Passage to read:
Removing the financial worries from Australians diagnosed with cancer is bound to be a popular move.
The Opposition’s A$2.3 billion cancer care plan – announced in Bill Shorten’s budget reply speech on Thursday night – aims to ensure cancer treatment costs for scans, specialists and drugs are bulk billed or subsidised under the Pharmaceutical Benefits Scheme (PBS). It would be a hard heart indeed that did not welcome such a move.
Maybe even better than avoiding the out-of-pocket costs of treatment is preventing future cases of cancer. Around one-third of all cancers are preventable by not smoking, staying at a healthy weight, eating healthy food, being physically active, minimising alcohol consumption, and avoiding excessive sun exposure.
But apart from a small commitment to tobacco control in the 2019 budget, neither the government or opposition has made even the vaguest commitment to, or investment in, cancer prevention.
So far we have heard virtually nothing from either party on efforts to tackle obesity, promote healthy eating, encourage more physical activity, reduce alcohol consumption, promote sun protection, or boost efforts to increase participation in cancer screening and vaccination programs.
The government currently spends around A$2 billion a year on “public health”, which includes monitoring, regulation, as well as prevention and vaccination. This amounts to less than 2% of the nation’s total health expenditure of A$170 billion. That is about half of what we spend on patient transport.
A boost to 5% – or closer to A$8.5 billion – could make enormous strides in better prevention programs, driven by high-quality research.
Poor track record
When it comes to investment in disease prevention, the story is not strong for the Coalition.
The Rudd Labor government established the Australian National Preventive Health Agency (ANPHA) in 2009, with funding of around A$60 million a year. The agency ran national programs focusing on tobacco, alcohol, healthy eating and reducing alcohol consumption.
But the new Abbott government axed the agency in 2014, after drafting legislation to expunge it from the books.
From 2008 to 2014, the National Partnership Agreement on Preventive Health (NPAPH) funded programs in Australia tackling unhealthy eating, physical inactivity, drinking too much, and smoking, via a funding pool of A$872 million.
Programs such as Live Lighter and Foodcents, for example, provided evidenced-based and practical help for people to live healthy lives. Other programs improved the availability of nutritious foods, and ensured walking and cycling were safe and viable components of transport planning.

Record excerpts:
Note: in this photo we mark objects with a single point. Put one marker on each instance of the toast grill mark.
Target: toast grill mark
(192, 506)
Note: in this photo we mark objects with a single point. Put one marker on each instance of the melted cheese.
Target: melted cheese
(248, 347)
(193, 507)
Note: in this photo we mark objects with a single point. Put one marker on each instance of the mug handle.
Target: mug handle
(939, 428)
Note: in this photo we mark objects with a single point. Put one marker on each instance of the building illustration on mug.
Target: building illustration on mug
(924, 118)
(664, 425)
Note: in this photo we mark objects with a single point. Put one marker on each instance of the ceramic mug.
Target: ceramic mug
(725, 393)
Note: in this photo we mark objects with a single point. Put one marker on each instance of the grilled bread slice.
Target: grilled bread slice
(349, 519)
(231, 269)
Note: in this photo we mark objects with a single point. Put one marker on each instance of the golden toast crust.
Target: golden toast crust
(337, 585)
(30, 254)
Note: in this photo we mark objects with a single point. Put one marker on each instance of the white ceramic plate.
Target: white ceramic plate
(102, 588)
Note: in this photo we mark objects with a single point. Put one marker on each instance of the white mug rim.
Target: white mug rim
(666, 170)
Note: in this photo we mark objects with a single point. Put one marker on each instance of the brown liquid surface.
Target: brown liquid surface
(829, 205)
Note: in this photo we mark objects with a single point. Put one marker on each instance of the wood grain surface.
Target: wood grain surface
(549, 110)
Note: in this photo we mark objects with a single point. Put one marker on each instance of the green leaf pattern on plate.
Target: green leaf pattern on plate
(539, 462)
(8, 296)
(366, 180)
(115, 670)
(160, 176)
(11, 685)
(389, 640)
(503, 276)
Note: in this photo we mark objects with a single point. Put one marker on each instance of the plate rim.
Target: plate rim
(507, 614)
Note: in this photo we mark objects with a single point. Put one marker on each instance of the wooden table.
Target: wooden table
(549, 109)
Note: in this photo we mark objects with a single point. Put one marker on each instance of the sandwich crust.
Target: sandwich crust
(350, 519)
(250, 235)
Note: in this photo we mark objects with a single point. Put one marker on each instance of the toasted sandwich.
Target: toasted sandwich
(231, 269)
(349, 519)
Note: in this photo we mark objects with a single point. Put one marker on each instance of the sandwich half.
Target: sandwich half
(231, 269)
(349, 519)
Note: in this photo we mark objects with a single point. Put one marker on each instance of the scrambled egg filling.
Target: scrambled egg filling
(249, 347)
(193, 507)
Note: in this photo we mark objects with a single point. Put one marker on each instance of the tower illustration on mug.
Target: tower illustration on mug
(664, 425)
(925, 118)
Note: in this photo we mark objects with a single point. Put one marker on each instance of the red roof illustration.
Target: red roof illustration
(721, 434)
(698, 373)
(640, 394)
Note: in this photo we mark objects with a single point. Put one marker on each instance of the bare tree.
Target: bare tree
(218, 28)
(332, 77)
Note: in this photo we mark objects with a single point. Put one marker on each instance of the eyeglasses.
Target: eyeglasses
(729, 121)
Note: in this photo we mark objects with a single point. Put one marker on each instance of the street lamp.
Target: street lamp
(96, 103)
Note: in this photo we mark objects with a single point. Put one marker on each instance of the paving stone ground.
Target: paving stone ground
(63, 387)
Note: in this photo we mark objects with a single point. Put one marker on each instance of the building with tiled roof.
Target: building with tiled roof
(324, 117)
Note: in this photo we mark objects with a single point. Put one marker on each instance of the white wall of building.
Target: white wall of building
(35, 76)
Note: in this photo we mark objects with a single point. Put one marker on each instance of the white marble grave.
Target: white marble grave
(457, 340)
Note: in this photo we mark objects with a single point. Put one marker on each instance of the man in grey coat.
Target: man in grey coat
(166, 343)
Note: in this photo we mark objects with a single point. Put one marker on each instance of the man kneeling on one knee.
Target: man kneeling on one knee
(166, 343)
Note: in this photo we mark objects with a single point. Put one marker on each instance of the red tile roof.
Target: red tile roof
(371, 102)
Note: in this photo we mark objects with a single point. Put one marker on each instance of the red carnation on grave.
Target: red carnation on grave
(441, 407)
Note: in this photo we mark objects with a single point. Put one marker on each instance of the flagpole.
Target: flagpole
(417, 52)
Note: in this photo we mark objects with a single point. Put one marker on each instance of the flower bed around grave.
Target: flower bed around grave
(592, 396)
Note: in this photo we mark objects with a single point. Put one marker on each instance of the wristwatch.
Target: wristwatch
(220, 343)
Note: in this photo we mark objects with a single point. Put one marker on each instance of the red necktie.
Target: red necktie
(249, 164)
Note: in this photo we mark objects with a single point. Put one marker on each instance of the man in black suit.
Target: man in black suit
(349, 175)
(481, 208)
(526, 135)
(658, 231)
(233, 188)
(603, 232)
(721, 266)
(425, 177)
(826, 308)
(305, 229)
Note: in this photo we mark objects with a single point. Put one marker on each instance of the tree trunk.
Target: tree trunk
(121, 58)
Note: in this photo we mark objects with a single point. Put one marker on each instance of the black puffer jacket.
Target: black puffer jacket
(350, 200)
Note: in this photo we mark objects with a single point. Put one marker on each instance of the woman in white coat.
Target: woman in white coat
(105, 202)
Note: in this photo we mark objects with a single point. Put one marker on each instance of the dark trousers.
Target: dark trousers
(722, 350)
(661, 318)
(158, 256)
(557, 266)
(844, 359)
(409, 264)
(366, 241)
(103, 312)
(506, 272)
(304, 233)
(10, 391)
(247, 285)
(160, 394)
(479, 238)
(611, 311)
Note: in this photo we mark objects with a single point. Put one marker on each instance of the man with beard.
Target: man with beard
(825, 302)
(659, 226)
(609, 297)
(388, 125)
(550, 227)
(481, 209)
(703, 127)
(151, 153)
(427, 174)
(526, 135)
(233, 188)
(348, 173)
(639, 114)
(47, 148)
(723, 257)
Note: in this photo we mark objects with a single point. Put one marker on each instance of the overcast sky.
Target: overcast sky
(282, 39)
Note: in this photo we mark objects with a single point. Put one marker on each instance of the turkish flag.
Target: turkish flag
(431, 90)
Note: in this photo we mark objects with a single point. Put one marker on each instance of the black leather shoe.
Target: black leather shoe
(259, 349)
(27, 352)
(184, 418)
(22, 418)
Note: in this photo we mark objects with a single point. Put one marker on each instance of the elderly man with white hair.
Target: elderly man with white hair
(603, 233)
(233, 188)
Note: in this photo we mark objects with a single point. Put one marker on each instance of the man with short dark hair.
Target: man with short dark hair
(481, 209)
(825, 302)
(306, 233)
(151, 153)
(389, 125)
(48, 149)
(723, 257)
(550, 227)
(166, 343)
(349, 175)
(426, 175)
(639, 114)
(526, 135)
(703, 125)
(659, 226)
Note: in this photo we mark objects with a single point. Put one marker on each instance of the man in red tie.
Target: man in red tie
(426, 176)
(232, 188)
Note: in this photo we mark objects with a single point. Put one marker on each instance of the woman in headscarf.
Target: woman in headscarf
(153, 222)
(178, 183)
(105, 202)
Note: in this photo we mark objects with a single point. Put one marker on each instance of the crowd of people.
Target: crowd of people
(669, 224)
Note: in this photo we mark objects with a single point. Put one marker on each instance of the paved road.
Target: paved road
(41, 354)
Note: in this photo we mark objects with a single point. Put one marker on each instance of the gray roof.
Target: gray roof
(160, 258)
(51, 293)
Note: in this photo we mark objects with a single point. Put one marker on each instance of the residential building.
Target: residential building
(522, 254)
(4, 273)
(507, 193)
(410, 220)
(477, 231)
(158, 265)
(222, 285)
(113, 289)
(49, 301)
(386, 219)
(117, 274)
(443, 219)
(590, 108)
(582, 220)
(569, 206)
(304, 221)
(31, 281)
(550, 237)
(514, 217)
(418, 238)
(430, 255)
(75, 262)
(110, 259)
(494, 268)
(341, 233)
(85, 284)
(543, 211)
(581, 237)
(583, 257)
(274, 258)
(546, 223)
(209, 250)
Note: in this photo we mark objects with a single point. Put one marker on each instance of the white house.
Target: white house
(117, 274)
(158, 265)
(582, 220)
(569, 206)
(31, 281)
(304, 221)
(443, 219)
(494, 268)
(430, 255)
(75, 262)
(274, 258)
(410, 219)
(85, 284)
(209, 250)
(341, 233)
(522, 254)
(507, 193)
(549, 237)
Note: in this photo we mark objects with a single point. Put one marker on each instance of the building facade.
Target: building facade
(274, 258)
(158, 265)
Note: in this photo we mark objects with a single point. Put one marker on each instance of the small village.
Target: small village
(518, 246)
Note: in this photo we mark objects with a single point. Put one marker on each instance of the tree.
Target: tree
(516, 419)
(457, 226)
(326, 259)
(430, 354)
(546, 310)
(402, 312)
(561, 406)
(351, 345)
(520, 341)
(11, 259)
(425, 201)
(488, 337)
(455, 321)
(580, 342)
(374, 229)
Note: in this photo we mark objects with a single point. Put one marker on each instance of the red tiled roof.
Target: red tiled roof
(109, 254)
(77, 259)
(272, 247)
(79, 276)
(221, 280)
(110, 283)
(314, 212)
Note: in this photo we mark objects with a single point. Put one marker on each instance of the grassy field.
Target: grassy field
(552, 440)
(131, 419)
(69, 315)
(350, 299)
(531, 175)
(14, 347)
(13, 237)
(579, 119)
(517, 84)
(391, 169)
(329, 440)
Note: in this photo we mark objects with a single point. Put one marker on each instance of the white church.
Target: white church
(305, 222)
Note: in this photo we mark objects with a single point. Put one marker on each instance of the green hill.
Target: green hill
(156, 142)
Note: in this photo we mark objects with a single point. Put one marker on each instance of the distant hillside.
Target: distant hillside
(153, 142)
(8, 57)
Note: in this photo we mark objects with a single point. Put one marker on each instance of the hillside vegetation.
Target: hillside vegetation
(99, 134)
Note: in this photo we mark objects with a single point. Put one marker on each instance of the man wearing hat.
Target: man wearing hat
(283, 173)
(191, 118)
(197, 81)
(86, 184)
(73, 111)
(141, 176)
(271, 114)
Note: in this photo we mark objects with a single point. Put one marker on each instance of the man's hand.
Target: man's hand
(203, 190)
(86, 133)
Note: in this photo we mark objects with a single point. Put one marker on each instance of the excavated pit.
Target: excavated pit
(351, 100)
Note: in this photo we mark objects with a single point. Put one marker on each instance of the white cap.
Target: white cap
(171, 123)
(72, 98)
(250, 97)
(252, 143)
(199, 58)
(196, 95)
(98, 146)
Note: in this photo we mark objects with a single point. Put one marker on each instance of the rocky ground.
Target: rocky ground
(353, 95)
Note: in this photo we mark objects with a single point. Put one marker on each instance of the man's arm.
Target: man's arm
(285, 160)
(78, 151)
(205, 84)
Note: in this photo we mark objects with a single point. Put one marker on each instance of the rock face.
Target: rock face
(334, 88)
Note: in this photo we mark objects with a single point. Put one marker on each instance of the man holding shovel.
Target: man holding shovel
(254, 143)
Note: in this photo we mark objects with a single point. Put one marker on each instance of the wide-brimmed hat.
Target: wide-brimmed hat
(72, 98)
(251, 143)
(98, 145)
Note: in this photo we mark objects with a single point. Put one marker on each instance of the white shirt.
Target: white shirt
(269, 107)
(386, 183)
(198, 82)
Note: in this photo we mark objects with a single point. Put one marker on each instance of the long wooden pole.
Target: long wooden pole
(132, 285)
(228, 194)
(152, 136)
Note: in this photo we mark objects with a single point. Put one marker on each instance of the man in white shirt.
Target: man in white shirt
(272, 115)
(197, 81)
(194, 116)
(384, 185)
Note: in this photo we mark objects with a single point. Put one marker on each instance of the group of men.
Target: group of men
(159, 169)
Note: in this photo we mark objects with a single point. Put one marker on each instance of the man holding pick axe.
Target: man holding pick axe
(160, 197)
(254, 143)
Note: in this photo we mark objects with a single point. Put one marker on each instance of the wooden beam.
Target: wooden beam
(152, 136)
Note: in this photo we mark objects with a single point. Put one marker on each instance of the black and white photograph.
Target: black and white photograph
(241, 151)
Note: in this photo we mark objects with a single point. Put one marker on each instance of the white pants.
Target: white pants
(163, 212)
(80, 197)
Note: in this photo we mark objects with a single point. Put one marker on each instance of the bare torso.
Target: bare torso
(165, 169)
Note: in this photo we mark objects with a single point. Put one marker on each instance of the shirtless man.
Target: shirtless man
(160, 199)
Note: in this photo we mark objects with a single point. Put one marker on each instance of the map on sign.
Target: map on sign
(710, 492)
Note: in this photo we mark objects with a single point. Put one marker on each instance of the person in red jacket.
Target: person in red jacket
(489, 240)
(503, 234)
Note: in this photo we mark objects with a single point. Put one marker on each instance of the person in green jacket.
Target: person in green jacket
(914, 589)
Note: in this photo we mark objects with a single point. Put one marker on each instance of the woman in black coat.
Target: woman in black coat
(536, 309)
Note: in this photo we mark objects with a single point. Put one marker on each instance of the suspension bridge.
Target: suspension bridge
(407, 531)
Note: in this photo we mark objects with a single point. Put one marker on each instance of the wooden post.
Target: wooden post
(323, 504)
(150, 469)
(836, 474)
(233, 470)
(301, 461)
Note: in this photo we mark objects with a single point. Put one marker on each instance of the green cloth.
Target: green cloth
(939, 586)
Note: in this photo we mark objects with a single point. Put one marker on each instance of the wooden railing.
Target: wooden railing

Exercise directions: In the article on cancer funding, what reason supports the claim that preventing future cases of cancer may be even better than avoiding out-of-pocket treatment costs? Answer in one to three sentences.

Written answer: Around one-third of all cancers are preventable. People can prevent them by not smoking, staying at a healthy weight, eating healthy food, being physically active, minimizing alcohol consumption, and avoiding excessive sun exposure.